WHAT IS EXPECTED:
Change every "rough mask" in the listing to "coarse mask" and keep everything else the same. Leave out the pictures when you write the lines back.

BEGIN

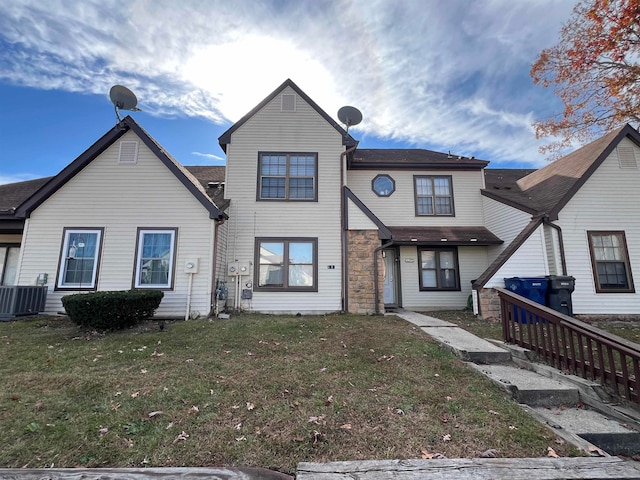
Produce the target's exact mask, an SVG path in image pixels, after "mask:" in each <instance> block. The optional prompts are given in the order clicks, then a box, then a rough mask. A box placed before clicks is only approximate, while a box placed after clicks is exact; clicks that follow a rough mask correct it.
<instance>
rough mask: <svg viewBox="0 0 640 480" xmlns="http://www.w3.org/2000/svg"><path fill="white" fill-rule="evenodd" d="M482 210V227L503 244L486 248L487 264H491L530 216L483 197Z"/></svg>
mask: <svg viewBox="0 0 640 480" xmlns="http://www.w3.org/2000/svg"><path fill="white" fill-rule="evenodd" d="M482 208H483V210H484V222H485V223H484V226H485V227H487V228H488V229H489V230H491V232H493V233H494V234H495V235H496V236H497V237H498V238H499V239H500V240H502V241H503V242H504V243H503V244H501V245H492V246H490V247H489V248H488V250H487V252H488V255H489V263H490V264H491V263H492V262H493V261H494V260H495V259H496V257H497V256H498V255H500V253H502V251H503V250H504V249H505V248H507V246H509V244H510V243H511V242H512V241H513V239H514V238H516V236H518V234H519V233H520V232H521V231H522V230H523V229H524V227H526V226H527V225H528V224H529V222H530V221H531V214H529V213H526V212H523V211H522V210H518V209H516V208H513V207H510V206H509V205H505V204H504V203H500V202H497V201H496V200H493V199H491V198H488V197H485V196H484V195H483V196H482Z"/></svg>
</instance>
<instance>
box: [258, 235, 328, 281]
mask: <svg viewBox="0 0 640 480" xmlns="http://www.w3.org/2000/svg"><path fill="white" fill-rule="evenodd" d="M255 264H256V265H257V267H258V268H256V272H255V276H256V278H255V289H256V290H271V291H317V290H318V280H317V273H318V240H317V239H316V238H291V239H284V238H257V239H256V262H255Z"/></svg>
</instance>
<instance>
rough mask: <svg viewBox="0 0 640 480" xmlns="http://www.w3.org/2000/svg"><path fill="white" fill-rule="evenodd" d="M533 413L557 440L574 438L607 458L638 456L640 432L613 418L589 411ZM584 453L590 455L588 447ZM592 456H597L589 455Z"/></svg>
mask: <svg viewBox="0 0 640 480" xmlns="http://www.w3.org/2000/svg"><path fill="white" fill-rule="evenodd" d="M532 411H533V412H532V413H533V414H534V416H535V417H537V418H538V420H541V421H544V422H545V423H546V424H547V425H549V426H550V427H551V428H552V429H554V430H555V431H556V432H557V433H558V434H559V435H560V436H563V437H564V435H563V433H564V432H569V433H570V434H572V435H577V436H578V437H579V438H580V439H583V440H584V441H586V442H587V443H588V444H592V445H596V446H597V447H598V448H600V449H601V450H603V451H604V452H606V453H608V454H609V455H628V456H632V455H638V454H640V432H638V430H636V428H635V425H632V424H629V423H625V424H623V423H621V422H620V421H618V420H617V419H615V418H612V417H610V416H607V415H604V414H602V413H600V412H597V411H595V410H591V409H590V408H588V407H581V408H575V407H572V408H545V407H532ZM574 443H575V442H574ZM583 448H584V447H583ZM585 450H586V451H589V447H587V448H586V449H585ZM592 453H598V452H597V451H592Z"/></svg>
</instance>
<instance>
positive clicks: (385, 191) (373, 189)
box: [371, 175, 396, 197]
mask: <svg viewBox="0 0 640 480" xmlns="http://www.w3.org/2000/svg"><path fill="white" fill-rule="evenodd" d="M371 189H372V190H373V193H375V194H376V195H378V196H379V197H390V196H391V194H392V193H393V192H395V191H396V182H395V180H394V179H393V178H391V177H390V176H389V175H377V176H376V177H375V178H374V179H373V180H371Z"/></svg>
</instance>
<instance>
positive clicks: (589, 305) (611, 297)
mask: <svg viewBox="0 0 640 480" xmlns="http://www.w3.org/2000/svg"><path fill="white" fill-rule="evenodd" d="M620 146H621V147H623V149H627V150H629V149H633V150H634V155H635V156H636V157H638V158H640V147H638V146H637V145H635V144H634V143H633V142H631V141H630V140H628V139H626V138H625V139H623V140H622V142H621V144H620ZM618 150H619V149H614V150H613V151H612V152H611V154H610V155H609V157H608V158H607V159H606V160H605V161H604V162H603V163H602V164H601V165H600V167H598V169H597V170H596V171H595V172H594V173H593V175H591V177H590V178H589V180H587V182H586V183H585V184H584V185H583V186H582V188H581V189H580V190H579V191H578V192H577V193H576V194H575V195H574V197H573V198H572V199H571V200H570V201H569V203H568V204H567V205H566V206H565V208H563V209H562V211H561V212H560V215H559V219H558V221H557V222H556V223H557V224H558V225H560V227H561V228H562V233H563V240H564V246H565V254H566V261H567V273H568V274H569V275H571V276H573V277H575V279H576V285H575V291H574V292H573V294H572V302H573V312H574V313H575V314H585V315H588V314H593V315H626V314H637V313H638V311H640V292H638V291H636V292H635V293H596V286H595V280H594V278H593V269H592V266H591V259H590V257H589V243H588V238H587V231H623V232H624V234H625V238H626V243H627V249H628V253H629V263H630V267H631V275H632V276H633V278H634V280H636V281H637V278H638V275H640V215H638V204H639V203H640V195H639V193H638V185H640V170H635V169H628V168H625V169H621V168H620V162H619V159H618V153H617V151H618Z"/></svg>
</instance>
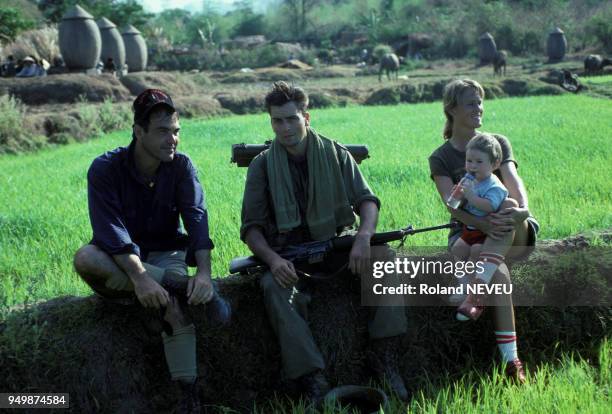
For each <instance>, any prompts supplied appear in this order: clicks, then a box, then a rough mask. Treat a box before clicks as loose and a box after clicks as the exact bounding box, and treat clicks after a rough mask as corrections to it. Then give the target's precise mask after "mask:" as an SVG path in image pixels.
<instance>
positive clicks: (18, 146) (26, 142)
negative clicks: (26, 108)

END

WRITTEN ANSWER:
Produce the target's exact mask, an SVG path in image pixels, after "mask:" in each <instance> block. The optional prompts are given in the order clicks, then a box, then a coarse mask. A box placed before clicks is only approximate, while a box placed after clicks is exact; clicks that follow a coarse mask correct it.
<instance>
coarse mask: <svg viewBox="0 0 640 480" xmlns="http://www.w3.org/2000/svg"><path fill="white" fill-rule="evenodd" d="M482 210V227L503 244L486 248L487 264H491L530 216L483 197Z"/></svg>
mask: <svg viewBox="0 0 640 480" xmlns="http://www.w3.org/2000/svg"><path fill="white" fill-rule="evenodd" d="M482 208H483V210H484V222H485V223H484V226H485V227H487V228H488V229H489V230H491V232H493V233H494V234H495V235H496V236H497V237H498V238H499V239H500V240H502V241H503V242H504V243H503V244H501V245H492V246H490V247H489V248H488V250H487V252H488V255H489V263H490V264H491V263H492V262H493V261H494V260H495V259H496V257H497V256H498V255H500V253H502V251H503V250H504V249H505V248H507V246H509V244H510V243H511V242H512V241H513V239H514V238H516V236H518V234H519V233H520V232H521V231H522V230H523V229H524V227H526V226H527V225H528V224H529V222H530V221H531V214H529V213H526V212H523V211H522V210H518V209H516V208H513V207H510V206H509V205H505V204H504V203H500V202H497V201H496V200H493V199H491V198H488V197H485V196H484V195H483V196H482Z"/></svg>
</instance>
<instance>
box: [258, 235, 328, 281]
mask: <svg viewBox="0 0 640 480" xmlns="http://www.w3.org/2000/svg"><path fill="white" fill-rule="evenodd" d="M255 264H256V265H257V267H258V268H256V272H255V276H256V278H255V289H256V290H271V291H317V290H318V280H317V273H318V240H317V239H316V238H291V239H284V238H257V239H256V262H255Z"/></svg>
</instance>
<instance>
coarse mask: <svg viewBox="0 0 640 480" xmlns="http://www.w3.org/2000/svg"><path fill="white" fill-rule="evenodd" d="M533 413L557 440L574 438L607 458L638 456L640 432L613 418L589 411ZM584 453L590 455L588 447ZM592 456H597L589 455Z"/></svg>
mask: <svg viewBox="0 0 640 480" xmlns="http://www.w3.org/2000/svg"><path fill="white" fill-rule="evenodd" d="M532 411H533V412H532V413H533V414H534V416H535V417H537V418H538V420H541V421H544V422H545V423H546V424H547V425H549V426H550V427H551V428H552V429H554V430H555V431H556V432H557V433H558V434H559V435H560V436H563V437H564V435H563V433H564V432H569V433H570V434H572V435H577V436H578V437H579V438H580V439H583V440H584V441H586V442H587V443H588V444H592V445H596V446H597V447H598V448H600V449H601V450H603V451H604V452H606V453H608V454H609V455H628V456H632V455H638V454H640V432H638V430H636V428H635V425H632V424H629V423H625V424H623V423H621V422H620V421H618V420H617V419H615V418H612V417H610V416H607V415H604V414H602V413H600V412H597V411H595V410H591V409H590V408H588V407H581V408H575V407H572V408H545V407H532ZM574 443H575V442H574ZM583 448H584V447H583ZM585 450H586V451H589V447H587V448H586V449H585ZM592 453H598V452H597V451H592Z"/></svg>
</instance>
<instance>
positive clicks: (385, 191) (373, 189)
box: [371, 175, 396, 197]
mask: <svg viewBox="0 0 640 480" xmlns="http://www.w3.org/2000/svg"><path fill="white" fill-rule="evenodd" d="M371 189H372V190H373V193H375V194H376V195H378V196H379V197H390V196H391V194H392V193H393V192H395V191H396V182H395V180H394V179H393V178H391V177H390V176H389V175H377V176H376V177H375V178H374V179H373V180H371Z"/></svg>
</instance>
<instance>
positive clicks: (589, 305) (611, 297)
mask: <svg viewBox="0 0 640 480" xmlns="http://www.w3.org/2000/svg"><path fill="white" fill-rule="evenodd" d="M620 146H621V147H623V149H627V150H629V149H633V150H634V155H635V156H636V157H638V158H640V147H638V146H637V145H635V144H634V143H633V142H631V141H630V140H628V139H626V138H625V139H623V140H622V142H621V144H620ZM618 150H619V149H614V150H613V151H612V152H611V154H610V155H609V157H608V158H607V159H606V160H605V161H604V162H603V163H602V164H601V165H600V167H598V169H597V170H596V171H595V172H594V173H593V175H591V177H590V178H589V180H587V182H586V183H585V184H584V185H583V186H582V188H581V189H580V190H579V191H578V192H577V193H576V194H575V195H574V197H573V198H572V199H571V200H570V201H569V203H568V204H567V205H566V206H565V208H563V209H562V211H561V212H560V215H559V219H558V221H557V222H556V223H557V224H558V225H560V227H561V228H562V233H563V240H564V246H565V254H566V261H567V273H568V274H569V275H571V276H573V277H575V279H576V285H575V291H574V292H573V294H572V302H573V312H574V313H575V314H585V315H588V314H593V315H626V314H637V313H638V311H640V292H638V291H636V292H635V293H596V286H595V280H594V278H593V269H592V266H591V259H590V257H589V243H588V238H587V231H623V232H624V234H625V238H626V243H627V249H628V253H629V263H630V267H631V275H632V276H633V278H634V280H636V281H637V278H638V275H640V215H638V204H639V203H640V195H639V193H638V185H640V170H635V169H628V168H625V169H621V168H620V162H619V159H618V153H617V151H618Z"/></svg>
</instance>
For each <instance>, any prompts supplied appear in this order: clicks, then a box, then a coarse mask. Treat a box before clicks as loose and a box after clicks as the exact bounding box, and treat clicks after a coarse mask as corrections to it. Then give the target's precise mask after "mask:" as an SVG path in image pixels.
<instance>
positive clicks: (18, 146) (26, 142)
negative clicks: (26, 108)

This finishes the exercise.